• _REQUIREMENT_
Please write out exactly the lines that begin at the line containing "Could you please locate the person" and run to the end of the records.

___ DATASET EXTRACT

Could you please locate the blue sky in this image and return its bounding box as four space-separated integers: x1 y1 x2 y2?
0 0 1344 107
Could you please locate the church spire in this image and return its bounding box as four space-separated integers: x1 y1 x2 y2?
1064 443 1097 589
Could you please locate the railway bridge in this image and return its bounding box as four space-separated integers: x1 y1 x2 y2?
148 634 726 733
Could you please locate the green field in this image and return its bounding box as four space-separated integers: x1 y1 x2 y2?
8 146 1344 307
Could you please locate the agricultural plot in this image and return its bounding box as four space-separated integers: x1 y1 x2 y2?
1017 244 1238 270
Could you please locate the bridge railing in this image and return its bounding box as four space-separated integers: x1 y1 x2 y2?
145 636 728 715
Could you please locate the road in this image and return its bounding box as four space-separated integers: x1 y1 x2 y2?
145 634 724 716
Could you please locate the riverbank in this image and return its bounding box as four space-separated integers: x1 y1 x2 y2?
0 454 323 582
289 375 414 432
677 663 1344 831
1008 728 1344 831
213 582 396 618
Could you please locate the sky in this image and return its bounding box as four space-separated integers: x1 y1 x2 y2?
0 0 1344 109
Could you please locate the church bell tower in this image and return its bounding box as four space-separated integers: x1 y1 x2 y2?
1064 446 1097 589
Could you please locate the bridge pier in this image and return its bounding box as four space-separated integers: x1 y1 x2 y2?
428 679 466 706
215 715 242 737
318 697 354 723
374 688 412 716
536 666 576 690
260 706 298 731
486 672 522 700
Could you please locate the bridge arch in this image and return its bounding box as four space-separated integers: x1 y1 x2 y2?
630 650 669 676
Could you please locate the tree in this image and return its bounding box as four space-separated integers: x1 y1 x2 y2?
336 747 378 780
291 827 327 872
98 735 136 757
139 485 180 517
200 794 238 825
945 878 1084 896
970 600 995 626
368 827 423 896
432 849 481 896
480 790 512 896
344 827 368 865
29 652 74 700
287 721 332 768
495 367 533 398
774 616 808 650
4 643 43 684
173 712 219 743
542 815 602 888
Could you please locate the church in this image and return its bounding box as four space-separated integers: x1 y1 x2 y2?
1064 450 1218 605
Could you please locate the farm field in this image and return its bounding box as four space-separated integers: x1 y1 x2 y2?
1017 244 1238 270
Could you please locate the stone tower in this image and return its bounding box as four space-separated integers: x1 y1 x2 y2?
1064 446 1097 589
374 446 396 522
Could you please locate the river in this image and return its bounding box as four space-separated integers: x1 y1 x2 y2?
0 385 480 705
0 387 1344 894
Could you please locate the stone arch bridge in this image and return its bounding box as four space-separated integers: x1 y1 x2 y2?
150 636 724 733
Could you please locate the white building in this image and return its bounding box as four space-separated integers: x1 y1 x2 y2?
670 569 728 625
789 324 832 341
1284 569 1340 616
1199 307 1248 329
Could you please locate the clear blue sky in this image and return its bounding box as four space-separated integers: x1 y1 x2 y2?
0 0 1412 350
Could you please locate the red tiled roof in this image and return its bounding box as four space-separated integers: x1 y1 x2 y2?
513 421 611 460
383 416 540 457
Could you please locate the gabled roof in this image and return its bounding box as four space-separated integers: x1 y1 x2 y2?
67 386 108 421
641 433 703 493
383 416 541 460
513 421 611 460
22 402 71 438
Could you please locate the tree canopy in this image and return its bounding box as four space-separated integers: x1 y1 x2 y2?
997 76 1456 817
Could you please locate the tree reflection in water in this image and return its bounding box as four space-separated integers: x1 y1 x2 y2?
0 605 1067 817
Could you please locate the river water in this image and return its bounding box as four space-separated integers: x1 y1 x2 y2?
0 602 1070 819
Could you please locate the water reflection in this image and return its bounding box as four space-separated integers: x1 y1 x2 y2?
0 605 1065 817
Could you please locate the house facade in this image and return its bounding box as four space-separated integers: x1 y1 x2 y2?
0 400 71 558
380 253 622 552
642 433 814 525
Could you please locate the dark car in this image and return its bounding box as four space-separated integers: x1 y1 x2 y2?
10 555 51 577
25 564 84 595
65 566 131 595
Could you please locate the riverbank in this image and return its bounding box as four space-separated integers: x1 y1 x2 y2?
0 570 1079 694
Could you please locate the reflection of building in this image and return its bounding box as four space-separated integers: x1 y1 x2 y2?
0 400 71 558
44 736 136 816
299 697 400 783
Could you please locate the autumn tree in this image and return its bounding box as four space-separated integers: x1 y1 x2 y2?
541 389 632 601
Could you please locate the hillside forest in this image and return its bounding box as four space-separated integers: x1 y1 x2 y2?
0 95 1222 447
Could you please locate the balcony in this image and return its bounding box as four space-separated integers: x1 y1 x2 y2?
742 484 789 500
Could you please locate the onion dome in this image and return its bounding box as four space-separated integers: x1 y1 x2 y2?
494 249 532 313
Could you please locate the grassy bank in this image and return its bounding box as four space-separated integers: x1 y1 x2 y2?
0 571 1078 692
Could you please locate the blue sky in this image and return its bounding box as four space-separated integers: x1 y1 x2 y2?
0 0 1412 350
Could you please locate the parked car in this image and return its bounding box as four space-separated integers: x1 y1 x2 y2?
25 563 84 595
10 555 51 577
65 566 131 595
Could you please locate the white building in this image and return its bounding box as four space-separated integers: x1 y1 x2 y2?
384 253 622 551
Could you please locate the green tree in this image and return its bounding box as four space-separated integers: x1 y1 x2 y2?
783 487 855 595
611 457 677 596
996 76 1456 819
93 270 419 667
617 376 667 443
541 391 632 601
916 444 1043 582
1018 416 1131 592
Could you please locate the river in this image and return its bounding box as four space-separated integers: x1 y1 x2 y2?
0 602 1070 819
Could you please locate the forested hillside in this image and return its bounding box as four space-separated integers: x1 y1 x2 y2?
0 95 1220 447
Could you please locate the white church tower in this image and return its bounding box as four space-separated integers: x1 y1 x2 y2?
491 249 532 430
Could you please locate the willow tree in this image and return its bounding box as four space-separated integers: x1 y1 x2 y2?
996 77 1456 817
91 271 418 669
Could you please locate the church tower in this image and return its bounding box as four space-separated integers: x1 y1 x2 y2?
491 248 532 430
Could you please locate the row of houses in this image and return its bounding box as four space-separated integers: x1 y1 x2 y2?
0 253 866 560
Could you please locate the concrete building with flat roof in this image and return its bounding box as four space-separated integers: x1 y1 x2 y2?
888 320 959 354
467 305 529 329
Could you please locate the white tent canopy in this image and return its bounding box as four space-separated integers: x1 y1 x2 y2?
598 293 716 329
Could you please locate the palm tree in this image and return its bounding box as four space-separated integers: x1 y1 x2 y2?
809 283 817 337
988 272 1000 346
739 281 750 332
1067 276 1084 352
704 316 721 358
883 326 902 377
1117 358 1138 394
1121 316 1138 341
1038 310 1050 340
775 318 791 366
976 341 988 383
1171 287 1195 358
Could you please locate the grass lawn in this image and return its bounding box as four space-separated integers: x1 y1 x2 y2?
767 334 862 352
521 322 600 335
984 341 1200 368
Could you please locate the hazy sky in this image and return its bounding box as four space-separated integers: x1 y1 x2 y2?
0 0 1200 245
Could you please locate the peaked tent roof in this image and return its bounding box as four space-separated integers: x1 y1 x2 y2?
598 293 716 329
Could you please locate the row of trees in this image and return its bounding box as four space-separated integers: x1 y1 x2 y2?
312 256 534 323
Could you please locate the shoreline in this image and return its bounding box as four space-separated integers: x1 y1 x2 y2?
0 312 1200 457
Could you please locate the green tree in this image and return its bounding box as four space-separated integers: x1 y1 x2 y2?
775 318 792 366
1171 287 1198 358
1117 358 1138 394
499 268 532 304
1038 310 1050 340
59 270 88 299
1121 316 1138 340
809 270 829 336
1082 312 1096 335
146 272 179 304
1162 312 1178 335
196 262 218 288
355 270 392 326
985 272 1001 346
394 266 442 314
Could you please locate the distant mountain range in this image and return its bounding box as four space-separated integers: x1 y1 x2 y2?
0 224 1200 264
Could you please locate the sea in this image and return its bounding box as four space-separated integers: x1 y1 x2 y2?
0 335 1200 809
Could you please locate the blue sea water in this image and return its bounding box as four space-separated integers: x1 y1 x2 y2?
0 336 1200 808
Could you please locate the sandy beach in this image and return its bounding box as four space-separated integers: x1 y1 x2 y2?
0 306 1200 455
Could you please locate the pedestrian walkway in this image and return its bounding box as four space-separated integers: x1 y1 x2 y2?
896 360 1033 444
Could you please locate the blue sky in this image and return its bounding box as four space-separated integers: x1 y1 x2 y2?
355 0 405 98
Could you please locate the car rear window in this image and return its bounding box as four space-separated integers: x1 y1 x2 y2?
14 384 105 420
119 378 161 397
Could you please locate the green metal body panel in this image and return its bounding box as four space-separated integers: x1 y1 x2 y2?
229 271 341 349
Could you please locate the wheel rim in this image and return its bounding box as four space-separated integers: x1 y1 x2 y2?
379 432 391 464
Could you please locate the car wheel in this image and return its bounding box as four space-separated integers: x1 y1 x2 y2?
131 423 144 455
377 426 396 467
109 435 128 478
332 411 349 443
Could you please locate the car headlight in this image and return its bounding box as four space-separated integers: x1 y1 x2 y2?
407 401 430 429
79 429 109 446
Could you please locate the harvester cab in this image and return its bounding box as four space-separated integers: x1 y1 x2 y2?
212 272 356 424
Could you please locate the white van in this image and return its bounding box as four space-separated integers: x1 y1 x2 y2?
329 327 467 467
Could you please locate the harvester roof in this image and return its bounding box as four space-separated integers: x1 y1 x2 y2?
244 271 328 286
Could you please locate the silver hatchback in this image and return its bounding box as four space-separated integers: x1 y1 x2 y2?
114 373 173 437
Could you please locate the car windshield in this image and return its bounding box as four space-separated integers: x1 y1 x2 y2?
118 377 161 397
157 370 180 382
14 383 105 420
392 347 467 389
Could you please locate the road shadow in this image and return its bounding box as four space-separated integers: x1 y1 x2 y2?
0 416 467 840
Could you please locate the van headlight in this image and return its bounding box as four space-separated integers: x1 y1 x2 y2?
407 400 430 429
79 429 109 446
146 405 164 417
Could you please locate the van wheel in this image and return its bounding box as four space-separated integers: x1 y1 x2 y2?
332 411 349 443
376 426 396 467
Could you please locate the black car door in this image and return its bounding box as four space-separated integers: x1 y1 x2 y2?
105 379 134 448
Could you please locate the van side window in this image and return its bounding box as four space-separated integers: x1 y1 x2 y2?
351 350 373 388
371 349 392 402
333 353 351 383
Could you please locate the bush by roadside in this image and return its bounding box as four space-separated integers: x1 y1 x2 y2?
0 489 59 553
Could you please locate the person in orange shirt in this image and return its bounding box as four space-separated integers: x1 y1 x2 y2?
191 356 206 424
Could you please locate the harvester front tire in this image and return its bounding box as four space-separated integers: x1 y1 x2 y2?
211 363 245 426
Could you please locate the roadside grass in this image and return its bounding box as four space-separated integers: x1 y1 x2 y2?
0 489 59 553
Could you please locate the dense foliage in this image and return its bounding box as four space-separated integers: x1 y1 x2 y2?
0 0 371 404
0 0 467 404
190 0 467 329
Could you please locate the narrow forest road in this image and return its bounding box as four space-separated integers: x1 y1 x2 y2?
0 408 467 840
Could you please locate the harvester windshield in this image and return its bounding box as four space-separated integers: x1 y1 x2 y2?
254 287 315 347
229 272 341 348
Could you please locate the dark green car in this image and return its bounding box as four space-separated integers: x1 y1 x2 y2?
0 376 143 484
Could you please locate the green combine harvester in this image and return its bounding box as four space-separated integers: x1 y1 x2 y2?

______

• _TASK RESULT_
Could you please locate the person in orange shirt in this image and return its bounding box as four space-separated integers: x1 y1 x2 y2?
191 356 206 424
Could you please locate the harvester front tire in this image and return its bounding box as four space-separated integers: x1 y1 x2 y2?
211 363 245 426
Could you please locate the roadside grass in this image and return its bounding box as four space-separated integers: x1 y1 x2 y2?
0 489 59 553
Could you please locate the dense foliage in this image and return its bounding box as four space-separated integers: x1 y1 x2 y2?
0 0 371 404
0 0 467 404
190 0 467 329
Could you please locate the narrow forest road in this image and return its bounding box as four space-separated integers: x1 y1 x2 y2?
0 408 467 840
Could you please locate the harvester windshield in this image and return its bounding box as four space-separated integers: x1 y1 x2 y2?
254 287 315 347
229 272 341 348
Could you please locate the dark green car in this image and return its bounding box as four space-separated integers: x1 y1 x2 y2?
0 376 143 484
Could you please locate the green combine harvester in this image and return its bounding box as four space-separated integers: x1 y1 x2 y2?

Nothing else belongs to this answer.